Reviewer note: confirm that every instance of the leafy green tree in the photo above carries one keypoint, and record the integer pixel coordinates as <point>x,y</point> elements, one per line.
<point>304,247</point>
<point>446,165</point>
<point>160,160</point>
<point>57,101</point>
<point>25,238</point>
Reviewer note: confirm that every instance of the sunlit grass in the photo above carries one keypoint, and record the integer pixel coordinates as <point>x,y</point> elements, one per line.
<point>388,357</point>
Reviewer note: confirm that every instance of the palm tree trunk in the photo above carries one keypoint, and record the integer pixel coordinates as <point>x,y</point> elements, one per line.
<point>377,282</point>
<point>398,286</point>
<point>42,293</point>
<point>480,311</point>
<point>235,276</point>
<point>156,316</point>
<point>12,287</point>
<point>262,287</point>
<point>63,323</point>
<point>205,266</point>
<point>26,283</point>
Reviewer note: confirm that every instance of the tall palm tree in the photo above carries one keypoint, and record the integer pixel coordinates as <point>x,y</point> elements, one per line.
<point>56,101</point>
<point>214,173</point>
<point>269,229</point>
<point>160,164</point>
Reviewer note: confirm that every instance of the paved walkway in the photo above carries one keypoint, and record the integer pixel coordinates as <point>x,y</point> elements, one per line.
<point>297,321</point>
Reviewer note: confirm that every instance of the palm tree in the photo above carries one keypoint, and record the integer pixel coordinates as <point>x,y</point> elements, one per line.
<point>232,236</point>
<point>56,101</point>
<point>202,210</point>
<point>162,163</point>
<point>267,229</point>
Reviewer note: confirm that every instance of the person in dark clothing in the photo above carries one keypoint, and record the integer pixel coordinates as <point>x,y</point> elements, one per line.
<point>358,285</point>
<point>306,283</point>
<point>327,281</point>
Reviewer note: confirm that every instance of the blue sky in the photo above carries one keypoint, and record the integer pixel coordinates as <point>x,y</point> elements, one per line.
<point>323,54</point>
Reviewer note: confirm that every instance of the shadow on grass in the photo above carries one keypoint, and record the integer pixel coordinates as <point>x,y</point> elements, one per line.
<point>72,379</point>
+ + + + + + +
Exactly as written, give the line containing "Reviewer note: confirm that every instance of the paved" and all remaining lines of the records.

**Written response**:
Reviewer note: confirm that every instance of the paved walkway in the photo above carries one keypoint, and record the integer pixel coordinates as <point>x,y</point> elements, one per line.
<point>297,321</point>
Reviewer note: confirm that every instance of the palm tree in the photo above carries one keypoint, and record the integer pixel coordinates as <point>x,y</point> elements, one per line.
<point>232,236</point>
<point>56,101</point>
<point>202,210</point>
<point>162,163</point>
<point>267,229</point>
Reviewer note: confirm that every instance of the person in dark clothing in the photo above carries one keypoint, and record the integer pixel coordinates as <point>x,y</point> elements, one per line.
<point>358,285</point>
<point>306,283</point>
<point>327,281</point>
Reviewer note: confirm that every instance of the blue sky in the photo above carries one keypoint, and record the integer pixel coordinates as <point>x,y</point> elements, one per line.
<point>323,54</point>
Reviewer note: confirm that every instance of the shadow on grass in the photo above carries one keypoint, and record the integer pixel coordinates as <point>x,y</point> elements, one per line.
<point>72,379</point>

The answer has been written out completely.